Extracted text:
=====

Dr. Richard Pan Introduces Measure Taking
Bold Step to Address the State’s Long-Term Care Crisis
Coalition-backed legislation will create roadmap to long-term care benefit for middle-class Californians
SACRAMENTO – Dr. Richard Pan, a pediatrician and state senator representing the Sacramento area, and Assemblymember Ash Kalra, representing San Jose, today announced new legislation that is the first step toward building a new program to finance long-term services and supports (LTSS) for California’s working and middle-class families.
California currently has almost 8 million persons who are either older adults or persons with mobility, sensory, intellectual, developmental, and/or mental health disabilities, many of whom struggle to afford the ongoing services and supports they need to live with dignity and independence.
As a result, millions of California families provide unpaid caregiving or mortgage their futures to provide care and support to their loved ones. Many must “spend down” their assets to qualify for Medi-Cal LTSS programs, putting additional pressure on an overburdened system and the state budget.
“As our family members and neighbors age, many families will need help caring for them at home or in a long-term care facility. But many families are unable to pay for needed care,” said Dr. Richard Pan, state senator representing the Sacramento region. “This bill will prepare California for an aging population by examining how middle class and working families can finance long term services and supports for their aging and disable loved ones.”

=====

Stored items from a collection
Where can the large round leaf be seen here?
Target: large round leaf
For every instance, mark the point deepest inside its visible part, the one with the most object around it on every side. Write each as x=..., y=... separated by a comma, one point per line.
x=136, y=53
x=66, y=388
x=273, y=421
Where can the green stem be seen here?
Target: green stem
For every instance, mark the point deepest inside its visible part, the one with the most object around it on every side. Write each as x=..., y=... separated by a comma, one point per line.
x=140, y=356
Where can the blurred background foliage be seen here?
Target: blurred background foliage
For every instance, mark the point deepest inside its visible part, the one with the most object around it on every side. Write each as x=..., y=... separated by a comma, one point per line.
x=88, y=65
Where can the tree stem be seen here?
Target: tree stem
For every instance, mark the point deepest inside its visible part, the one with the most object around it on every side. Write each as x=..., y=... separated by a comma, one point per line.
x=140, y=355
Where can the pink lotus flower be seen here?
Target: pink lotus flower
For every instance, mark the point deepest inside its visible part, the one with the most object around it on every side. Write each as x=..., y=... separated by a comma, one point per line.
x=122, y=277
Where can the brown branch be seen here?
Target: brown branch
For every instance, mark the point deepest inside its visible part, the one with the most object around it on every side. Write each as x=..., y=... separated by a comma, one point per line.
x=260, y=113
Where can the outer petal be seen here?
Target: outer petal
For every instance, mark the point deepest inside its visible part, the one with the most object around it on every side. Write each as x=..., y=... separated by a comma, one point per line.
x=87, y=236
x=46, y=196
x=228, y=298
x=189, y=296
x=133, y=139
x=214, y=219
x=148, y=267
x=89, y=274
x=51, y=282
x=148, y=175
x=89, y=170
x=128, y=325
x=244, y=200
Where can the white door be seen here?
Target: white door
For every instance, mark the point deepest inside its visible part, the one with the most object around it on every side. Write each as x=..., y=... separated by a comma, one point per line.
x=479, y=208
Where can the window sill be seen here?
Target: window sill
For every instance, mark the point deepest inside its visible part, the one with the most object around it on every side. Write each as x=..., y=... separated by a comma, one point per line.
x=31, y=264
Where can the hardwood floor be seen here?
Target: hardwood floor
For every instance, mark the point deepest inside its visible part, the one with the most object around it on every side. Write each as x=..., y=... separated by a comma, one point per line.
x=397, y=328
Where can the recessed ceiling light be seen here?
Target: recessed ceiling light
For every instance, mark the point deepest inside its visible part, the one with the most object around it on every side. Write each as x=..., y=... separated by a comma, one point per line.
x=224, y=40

=====

Assigned task 1: According to the long-term care press release, which city does Assemblymember Ash Kalra represent?
Assigned task 2: Extract the passage of the long-term care press release from "Dr. Richard Pan Introduces" up to and including "and middle-class families.".
These items have no connection to the long-term care press release.

Your solution 1: San Jose

Your solution 2:
Dr. Richard Pan Introduces Measure Taking
Bold Step to Address the State’s Long-Term Care Crisis
Coalition-backed legislation will create roadmap to long-term care benefit for middle-class Californians
SACRAMENTO – Dr. Richard Pan, a pediatrician and state senator representing the Sacramento area, and Assemblymember Ash Kalra, representing San Jose, today announced new legislation that is the first step toward building a new program to finance long-term services and supports (LTSS) for California’s working and middle-class families.